Parts of the exercise
1. In the blog post below, who does the writer say played Barack Obama outrageously effectively?
2. Duplicate the blog post's wording from "Soooo much to" up to and including "y'see??? Did y'see???".

Document passage
= = = = =
Monday, February 25, 2008

Soooo much to talk about...


My head is spinning right now, there's so much to talk about.

So we'll get right down to it:

First things first:

Did y'see??? Did y'see???

Okay. Overall, rousing success in my eyes. Many, many laughs to be had. I thought Fred Armisen was actually outrageously effective as Barack Obama. Tina's monologue was hilarious - particularly when she said "I can do it!" as if she was i.) in an old-tymey movie and ii.) as a Spanish cartoon mouse. "What's That Bitch Talking About?" should actually be a game show. That hot-air balloon lady that Kristen Wiig played was amazing. And the last sketch - "Lady Business", a parody of Lipstick Jungle/Cashmere Mafia - Wow. "My name is Nan Goldblatt-Cooper. I suck small woodland animals out from underneath buildings with a giant vacuum, and, I'm the best." Or whatever it is she said. I've been cackling about that since. Wow.
= = = = =
Data lines
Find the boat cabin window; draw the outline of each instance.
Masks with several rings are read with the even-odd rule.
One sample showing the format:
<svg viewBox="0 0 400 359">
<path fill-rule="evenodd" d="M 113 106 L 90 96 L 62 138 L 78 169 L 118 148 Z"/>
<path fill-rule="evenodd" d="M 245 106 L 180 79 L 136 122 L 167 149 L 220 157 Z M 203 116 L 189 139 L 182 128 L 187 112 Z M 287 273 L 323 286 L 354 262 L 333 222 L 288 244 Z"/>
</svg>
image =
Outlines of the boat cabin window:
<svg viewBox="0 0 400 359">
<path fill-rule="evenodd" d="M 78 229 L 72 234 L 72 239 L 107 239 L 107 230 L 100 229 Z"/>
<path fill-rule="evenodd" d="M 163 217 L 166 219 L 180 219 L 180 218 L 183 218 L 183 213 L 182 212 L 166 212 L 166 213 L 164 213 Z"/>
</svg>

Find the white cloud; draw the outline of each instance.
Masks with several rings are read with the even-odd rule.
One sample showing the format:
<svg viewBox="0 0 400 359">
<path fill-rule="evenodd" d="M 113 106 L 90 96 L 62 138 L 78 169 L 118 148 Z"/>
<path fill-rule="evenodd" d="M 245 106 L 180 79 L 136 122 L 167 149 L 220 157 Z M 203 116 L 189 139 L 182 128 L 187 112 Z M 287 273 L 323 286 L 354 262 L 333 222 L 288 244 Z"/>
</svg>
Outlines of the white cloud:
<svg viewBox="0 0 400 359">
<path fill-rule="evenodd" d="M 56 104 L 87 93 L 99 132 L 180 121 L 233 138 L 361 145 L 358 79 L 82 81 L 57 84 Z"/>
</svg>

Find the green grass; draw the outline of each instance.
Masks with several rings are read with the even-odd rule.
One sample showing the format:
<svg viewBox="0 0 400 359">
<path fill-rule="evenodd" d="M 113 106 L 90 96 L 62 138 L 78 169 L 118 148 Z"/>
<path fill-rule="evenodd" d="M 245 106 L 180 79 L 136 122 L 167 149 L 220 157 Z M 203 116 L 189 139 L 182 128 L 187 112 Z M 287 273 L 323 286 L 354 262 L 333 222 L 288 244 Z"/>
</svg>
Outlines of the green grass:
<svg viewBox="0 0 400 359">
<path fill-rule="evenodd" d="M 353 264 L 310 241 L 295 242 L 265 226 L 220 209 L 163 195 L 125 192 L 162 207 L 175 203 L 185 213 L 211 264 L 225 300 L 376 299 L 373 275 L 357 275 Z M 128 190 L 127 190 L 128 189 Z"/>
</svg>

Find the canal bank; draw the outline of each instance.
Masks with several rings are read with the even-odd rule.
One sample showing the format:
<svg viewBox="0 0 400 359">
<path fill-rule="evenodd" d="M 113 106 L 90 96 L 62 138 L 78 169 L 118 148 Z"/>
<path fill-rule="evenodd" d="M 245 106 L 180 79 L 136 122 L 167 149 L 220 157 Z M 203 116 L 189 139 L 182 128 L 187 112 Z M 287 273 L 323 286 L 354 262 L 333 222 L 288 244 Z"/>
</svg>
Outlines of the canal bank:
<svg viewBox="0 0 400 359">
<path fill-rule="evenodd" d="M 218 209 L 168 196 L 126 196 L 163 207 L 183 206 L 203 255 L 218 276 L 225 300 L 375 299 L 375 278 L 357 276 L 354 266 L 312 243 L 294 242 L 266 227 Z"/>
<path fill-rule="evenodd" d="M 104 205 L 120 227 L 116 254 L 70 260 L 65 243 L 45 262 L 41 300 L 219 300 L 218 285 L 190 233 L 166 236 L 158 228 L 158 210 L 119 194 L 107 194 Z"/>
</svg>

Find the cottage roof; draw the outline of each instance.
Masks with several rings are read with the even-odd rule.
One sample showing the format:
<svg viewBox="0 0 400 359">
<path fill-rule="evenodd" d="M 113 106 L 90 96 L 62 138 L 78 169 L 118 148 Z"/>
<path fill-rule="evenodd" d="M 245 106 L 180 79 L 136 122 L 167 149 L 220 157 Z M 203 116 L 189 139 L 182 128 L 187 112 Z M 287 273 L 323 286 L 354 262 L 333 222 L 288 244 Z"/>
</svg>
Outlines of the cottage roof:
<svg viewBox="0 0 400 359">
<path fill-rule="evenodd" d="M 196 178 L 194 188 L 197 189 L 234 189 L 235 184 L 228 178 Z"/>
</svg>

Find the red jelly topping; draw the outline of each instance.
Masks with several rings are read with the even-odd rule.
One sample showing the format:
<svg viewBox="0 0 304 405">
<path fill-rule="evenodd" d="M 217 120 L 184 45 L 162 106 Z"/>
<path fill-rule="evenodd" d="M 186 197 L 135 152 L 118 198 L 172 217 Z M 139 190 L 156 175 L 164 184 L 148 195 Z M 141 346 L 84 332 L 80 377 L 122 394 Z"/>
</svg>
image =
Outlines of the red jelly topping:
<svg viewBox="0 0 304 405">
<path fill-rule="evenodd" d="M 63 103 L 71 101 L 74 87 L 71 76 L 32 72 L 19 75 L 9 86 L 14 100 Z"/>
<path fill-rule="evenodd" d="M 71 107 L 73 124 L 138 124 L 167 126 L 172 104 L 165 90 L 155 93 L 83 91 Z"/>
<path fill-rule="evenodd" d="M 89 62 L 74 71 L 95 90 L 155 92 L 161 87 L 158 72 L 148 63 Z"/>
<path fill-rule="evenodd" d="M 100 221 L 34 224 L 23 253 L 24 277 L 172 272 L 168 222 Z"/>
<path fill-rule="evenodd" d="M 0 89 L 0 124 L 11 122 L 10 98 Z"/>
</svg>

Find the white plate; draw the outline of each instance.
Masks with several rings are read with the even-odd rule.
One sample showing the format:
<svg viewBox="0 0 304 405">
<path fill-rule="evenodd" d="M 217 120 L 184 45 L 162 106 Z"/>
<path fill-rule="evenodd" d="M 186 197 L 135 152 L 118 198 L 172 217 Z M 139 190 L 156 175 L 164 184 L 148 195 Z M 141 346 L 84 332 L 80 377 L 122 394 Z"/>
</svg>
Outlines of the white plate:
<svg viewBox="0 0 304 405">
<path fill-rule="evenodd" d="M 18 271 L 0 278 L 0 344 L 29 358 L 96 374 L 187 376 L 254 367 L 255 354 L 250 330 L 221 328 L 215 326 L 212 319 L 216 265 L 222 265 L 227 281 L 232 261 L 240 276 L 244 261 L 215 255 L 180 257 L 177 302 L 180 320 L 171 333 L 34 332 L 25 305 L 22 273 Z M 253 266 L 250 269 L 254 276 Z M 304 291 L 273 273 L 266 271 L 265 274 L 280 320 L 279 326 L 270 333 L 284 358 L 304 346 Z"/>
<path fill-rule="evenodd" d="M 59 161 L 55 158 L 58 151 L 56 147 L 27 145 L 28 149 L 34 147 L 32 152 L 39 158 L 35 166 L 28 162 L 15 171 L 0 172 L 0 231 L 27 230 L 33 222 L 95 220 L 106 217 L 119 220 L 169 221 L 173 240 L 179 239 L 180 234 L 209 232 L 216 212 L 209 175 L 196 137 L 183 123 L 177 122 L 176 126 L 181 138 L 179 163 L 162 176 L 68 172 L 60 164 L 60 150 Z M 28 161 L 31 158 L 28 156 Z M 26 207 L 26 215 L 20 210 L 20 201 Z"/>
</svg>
= = = = =
Exercise responses
1. Fred Armisen

2.
Soooo much to talk about...


My head is spinning right now, there's so much to talk about.

So we'll get right down to it:

First things first:

Did y'see??? Did y'see???